* **What the task requires**
Exactly reproduce the lines beginning with the line that includes "Target: glass jar" and ending with the last line of the data.

---*---

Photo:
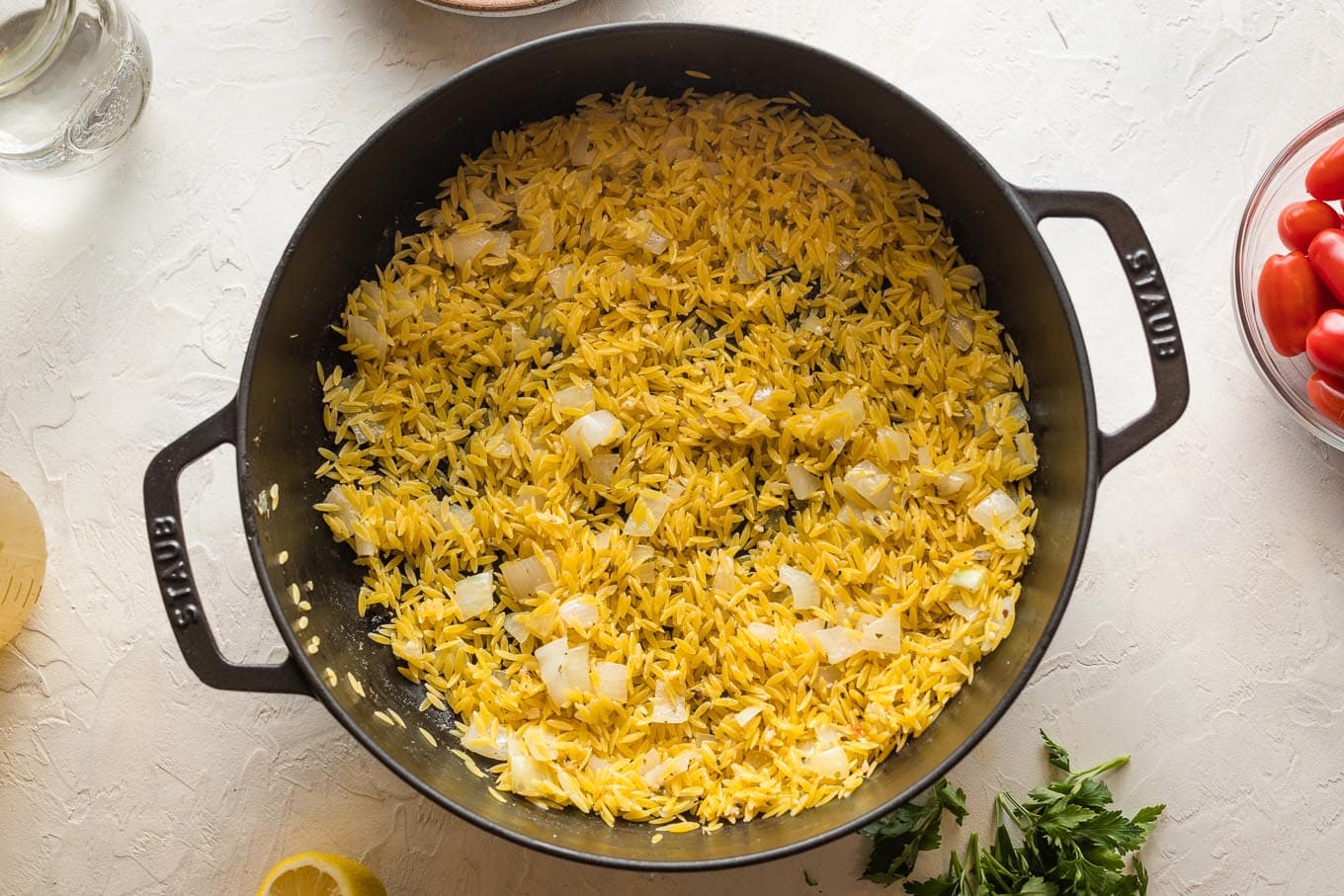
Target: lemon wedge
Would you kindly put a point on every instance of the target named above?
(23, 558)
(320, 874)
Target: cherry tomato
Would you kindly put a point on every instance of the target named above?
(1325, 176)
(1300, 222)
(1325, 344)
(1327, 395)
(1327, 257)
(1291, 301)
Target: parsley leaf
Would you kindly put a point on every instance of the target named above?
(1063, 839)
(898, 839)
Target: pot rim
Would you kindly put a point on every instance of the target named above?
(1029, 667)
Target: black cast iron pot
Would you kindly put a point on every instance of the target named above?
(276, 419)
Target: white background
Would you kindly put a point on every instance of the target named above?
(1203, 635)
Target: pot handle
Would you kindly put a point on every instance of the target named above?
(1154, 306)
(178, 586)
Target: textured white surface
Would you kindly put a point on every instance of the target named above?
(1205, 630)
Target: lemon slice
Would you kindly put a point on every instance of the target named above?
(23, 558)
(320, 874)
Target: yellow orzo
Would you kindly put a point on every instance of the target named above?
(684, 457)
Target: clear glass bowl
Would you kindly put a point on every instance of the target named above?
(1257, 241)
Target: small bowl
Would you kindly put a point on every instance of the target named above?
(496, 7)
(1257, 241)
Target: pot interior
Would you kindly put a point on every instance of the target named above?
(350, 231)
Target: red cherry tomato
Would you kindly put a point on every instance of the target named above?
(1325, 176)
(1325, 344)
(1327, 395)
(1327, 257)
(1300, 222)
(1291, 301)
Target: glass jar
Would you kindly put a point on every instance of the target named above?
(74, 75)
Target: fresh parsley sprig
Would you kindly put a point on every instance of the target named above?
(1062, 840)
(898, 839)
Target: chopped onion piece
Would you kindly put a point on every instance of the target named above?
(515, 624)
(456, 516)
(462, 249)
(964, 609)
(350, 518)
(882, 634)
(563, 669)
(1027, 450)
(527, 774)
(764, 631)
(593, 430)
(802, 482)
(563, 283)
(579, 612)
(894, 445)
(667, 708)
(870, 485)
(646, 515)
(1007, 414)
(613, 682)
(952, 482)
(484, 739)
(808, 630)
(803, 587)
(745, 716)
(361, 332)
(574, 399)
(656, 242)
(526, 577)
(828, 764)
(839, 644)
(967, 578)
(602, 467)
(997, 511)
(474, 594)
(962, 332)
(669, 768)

---*---

* **Answer to the task**
Target: glass jar
Would you kindly put a point on every instance of the target named above?
(74, 75)
Target: fresh parsley sprig
Would you kindly put a point on every instance of the target named above?
(1062, 840)
(898, 839)
Target: chopped onion piece
Would you kindly put a point on every instance of the target named above?
(515, 624)
(456, 516)
(462, 249)
(964, 609)
(350, 518)
(882, 634)
(563, 669)
(1027, 450)
(527, 774)
(764, 631)
(593, 430)
(802, 482)
(563, 283)
(579, 612)
(894, 445)
(667, 708)
(870, 485)
(646, 515)
(1007, 414)
(613, 682)
(952, 482)
(484, 739)
(808, 630)
(803, 587)
(745, 716)
(361, 332)
(574, 399)
(656, 242)
(526, 577)
(828, 764)
(839, 644)
(967, 578)
(602, 467)
(997, 511)
(474, 594)
(962, 332)
(669, 768)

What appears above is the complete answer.